• INPUT FOR THIS TASK:
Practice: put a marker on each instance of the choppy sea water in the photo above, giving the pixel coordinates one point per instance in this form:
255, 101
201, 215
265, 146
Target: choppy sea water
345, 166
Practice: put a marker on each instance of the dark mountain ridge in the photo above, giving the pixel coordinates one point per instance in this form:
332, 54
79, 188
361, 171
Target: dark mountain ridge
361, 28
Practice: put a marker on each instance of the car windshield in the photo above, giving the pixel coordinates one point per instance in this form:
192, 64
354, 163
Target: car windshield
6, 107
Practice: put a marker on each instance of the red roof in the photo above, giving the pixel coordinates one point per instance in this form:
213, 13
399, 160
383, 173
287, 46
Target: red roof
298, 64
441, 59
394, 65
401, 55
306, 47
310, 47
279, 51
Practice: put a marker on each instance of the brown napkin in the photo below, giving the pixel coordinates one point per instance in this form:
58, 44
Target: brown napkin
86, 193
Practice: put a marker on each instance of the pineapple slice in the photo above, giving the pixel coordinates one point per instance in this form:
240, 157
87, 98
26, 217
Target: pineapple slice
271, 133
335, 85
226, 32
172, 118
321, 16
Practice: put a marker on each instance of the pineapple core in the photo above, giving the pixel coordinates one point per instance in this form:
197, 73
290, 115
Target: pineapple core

• WHAT YOU WILL DO: Present every line of the records above as a Markdown table with the columns "Row" and "Line," numbering the rows in order and omitting any blank lines.

• EXERCISE SOLUTION:
| Row | Line |
|---|---|
| 1 | Practice: put a marker on each instance of the choppy sea water in the photo above, giving the pixel coordinates one point per instance in this form: |
| 2 | 255, 101 |
| 3 | 201, 215 |
| 4 | 265, 146 |
| 5 | Target: choppy sea water |
| 6 | 345, 166 |
| 7 | Practice: put a marker on each instance of the dark mountain ridge in the photo above, giving the pixel coordinates one point per instance in this form: |
| 8 | 332, 54 |
| 9 | 79, 188 |
| 10 | 361, 171 |
| 11 | Target: dark mountain ridge |
| 12 | 361, 28 |
| 13 | Practice: put a marker on each instance of the car windshield in the photo above, giving the pixel coordinates one point per instance in this form: |
| 14 | 192, 64 |
| 15 | 354, 163 |
| 16 | Target: car windshield |
| 17 | 6, 107 |
| 18 | Practice: put a marker on each instance of the red roof in the photo above, giving the pixel coordinates one point per instance in this form: |
| 19 | 213, 13 |
| 20 | 399, 160 |
| 21 | 383, 173 |
| 22 | 287, 46 |
| 23 | Target: red roof |
| 24 | 298, 64 |
| 25 | 441, 59 |
| 26 | 394, 65 |
| 27 | 401, 55 |
| 28 | 306, 47 |
| 29 | 310, 47 |
| 30 | 279, 51 |
| 31 | Practice: put a marker on each instance of the brown napkin in the photo below, giving the pixel coordinates one point per instance in this form: |
| 32 | 58, 44 |
| 33 | Target: brown napkin |
| 34 | 86, 193 |
| 35 | Practice: put a marker on each instance of the pineapple slice in the photo above, giving the pixel coordinates one point per instance in this form: |
| 36 | 240, 157 |
| 37 | 87, 98 |
| 38 | 26, 217 |
| 39 | Target: pineapple slice |
| 40 | 271, 133 |
| 41 | 335, 85 |
| 42 | 226, 32 |
| 43 | 172, 118 |
| 44 | 321, 16 |
| 45 | Practice: put a marker on each instance of the pineapple core in the photo above, giving the pixel coordinates one point per instance in this form: |
| 46 | 197, 73 |
| 47 | 290, 115 |
| 48 | Target: pineapple core |